TASK GOAL: Transcribe, leaving out every picture, the lines that run from the start of the listing below through the line with "Note: in this drill we tag each instance of the tree".

RECORDED DATA:
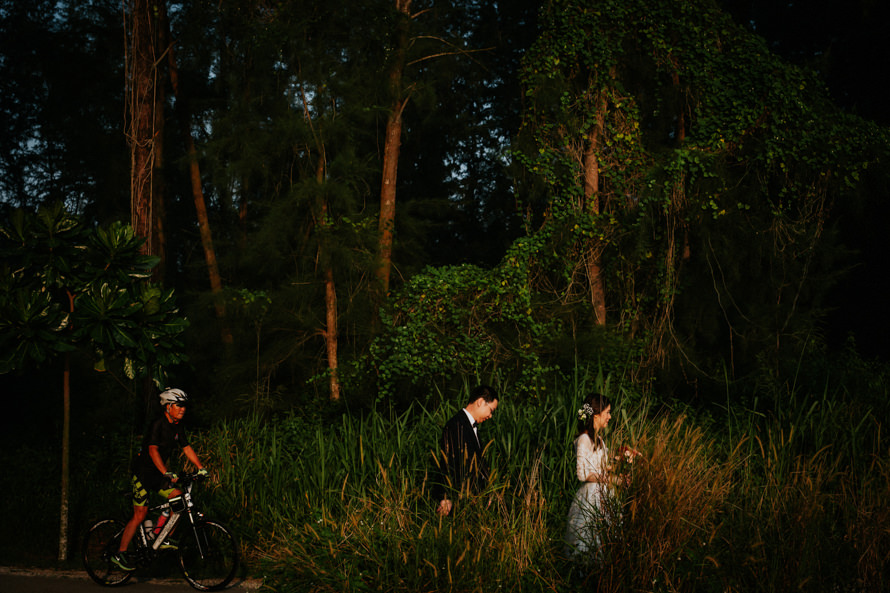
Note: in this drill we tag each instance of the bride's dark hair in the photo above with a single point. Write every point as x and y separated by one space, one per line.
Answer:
593 405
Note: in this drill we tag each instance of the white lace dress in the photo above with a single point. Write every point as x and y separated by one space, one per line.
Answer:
588 514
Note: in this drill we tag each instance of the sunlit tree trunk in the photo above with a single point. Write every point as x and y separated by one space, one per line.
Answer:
391 147
141 90
330 302
66 449
198 192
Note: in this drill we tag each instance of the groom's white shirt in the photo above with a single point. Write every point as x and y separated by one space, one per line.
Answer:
472 423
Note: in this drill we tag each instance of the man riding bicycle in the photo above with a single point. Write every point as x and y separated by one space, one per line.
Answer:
151 474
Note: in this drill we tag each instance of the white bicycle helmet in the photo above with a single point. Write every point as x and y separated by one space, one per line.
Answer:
173 396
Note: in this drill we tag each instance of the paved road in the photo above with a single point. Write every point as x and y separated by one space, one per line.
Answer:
14 580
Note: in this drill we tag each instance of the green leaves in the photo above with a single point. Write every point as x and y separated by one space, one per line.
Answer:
70 287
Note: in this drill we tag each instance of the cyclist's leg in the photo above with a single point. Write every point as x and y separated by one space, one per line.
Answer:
140 500
167 493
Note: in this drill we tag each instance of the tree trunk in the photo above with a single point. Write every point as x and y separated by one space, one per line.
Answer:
66 449
593 252
66 456
198 191
330 293
391 148
141 106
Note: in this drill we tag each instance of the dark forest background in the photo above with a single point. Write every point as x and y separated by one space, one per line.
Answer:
686 198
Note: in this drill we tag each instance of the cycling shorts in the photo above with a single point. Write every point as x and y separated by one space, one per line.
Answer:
140 494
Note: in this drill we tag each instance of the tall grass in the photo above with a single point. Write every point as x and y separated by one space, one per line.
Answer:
794 500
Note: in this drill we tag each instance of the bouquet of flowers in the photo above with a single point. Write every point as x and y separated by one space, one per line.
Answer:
622 463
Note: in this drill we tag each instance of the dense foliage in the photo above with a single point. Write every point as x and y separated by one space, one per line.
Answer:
644 190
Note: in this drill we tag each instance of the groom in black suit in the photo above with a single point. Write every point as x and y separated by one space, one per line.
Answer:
461 465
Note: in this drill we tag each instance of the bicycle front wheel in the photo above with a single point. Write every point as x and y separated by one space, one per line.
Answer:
208 555
100 543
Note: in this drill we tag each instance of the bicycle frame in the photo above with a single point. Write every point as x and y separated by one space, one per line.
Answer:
178 505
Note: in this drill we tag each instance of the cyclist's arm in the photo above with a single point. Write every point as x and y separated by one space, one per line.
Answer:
192 456
155 455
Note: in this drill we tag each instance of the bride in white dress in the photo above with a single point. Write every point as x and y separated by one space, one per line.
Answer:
589 513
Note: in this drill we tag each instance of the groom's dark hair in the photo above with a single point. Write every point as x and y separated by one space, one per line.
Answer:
486 392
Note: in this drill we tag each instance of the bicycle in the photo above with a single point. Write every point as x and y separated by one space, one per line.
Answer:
208 552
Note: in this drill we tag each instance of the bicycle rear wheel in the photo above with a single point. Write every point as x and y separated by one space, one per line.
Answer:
100 543
208 555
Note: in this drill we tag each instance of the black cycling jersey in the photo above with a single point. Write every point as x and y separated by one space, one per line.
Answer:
167 437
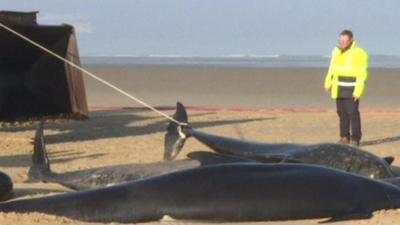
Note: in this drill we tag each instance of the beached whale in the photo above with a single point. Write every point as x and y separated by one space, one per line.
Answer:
343 157
111 175
229 192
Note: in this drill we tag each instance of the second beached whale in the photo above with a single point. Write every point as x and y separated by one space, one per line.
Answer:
230 192
343 157
111 175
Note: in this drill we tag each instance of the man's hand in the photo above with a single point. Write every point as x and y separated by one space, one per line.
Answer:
328 90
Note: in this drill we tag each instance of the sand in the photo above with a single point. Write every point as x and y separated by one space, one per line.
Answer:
113 137
234 87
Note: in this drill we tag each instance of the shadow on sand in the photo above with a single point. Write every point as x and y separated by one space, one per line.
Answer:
117 124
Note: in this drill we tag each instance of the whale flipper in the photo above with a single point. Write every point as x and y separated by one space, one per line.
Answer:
389 159
175 137
40 160
354 216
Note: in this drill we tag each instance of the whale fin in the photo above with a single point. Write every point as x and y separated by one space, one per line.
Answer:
175 137
389 159
275 159
40 160
210 158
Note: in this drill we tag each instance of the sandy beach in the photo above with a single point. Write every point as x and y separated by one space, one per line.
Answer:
268 105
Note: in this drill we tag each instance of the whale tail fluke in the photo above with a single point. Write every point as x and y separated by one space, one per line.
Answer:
40 160
176 136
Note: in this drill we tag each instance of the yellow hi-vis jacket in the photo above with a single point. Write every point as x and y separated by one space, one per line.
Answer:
353 63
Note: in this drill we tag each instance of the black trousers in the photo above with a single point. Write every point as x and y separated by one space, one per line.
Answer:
349 117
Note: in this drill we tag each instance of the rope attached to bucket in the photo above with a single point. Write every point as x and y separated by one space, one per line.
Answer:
90 74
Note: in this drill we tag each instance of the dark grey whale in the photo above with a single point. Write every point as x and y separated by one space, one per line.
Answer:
229 192
111 175
343 157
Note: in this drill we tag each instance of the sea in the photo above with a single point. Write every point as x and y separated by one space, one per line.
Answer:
238 60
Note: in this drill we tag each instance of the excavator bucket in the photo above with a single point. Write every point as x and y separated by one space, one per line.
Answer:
33 83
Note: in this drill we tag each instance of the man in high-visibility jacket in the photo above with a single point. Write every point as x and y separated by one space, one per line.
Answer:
345 81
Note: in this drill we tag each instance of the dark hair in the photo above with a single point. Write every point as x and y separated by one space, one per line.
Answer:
347 33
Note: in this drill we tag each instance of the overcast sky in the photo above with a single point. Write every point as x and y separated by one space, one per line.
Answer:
221 27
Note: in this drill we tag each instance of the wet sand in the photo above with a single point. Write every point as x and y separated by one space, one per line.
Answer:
234 87
136 136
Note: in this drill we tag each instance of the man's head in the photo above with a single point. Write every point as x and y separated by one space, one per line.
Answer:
345 39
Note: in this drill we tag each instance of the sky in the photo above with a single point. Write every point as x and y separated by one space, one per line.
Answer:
220 27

PROBLEM SOLUTION:
Note: in this drill we tag each instance of the bride's dark hair in the photo above with a single point. Write every point as x and y separated by one space, one per line.
Answer:
593 405
Note: in this drill we tag each instance of the white lace dress in the photo above with a single point. Write every point as x and y separated by one space, one per line.
Answer:
588 514
Note: in this drill we tag each instance of the sunlit tree trunk in the photo above with a single point. Write every point as x and y separated by one space, one per line.
Answer:
391 147
141 90
330 302
66 449
198 192
Note: in this drill we tag each instance of the groom's white shirt in the photo above with a single point. Write every point as x and y separated by one space, one per line.
Answer:
472 423
Note: in this drill we tag each instance of the man riding bicycle in the photo above with a single point. Write every point as x and y separated by one space, one per line.
Answer:
151 474
Note: in this drill we tag each instance of the white bicycle helmet in the photo above with a single point. Write every point as x and y separated by one space, one per line.
Answer:
173 396
Note: in this drill we tag each instance of the paved road in the photo above with a single point. Write every point as x and y separated by one space, one per line.
Answer:
14 580
Note: in this drill we tag each instance of the green leaves in the photo above with a single point. Write every point as x and y separated by one space, one per line.
Answer:
70 287
Note: in this drill we tag each instance of the cyclist's leg in the photo above with a single point. Write every point as x and y separated by one space, one per line.
Answer:
140 500
167 493
Note: in this drill we tag each instance of the tree trunk in the photo above with a single point. Write every point as x and y separated by one space, one per line.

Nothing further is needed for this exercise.